## TASK DETAILS:
Pull out every line of the items that contains the string "provided", and treat uppercase and lowercase letters as different.

(Coordinate annotation items)
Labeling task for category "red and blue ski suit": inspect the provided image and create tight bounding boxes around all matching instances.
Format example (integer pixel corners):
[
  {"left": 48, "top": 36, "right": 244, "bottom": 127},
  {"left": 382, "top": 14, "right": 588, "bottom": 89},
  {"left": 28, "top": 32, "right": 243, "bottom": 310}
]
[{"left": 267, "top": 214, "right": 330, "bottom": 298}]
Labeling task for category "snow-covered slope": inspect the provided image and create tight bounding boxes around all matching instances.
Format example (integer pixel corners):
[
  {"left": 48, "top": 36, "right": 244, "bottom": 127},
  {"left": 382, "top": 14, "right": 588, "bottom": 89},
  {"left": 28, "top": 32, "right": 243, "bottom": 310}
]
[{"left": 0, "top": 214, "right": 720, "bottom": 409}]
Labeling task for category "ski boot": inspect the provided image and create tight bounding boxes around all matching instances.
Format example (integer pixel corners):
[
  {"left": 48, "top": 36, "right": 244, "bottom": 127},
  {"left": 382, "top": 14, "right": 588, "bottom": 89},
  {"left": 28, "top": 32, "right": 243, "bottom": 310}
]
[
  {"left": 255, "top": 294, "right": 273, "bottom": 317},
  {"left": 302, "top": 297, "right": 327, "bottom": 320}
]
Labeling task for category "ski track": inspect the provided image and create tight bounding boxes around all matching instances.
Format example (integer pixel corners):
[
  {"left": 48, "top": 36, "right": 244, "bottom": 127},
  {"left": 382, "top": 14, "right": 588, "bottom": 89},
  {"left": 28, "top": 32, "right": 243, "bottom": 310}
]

## ANSWER TO THIS EXERCISE:
Labeling task for category "red and blue ski suit": inspect the provided image and create tight bounding boxes around all matching instances.
Labeling task for category "snow-covered slope": inspect the provided image and create tight bounding boxes around all matching instances.
Labeling task for category "ski boot": inspect the provided image and create tight bounding boxes around all matching instances.
Labeling task for category "ski track": inspect the provided image and create tight bounding boxes around all matching instances.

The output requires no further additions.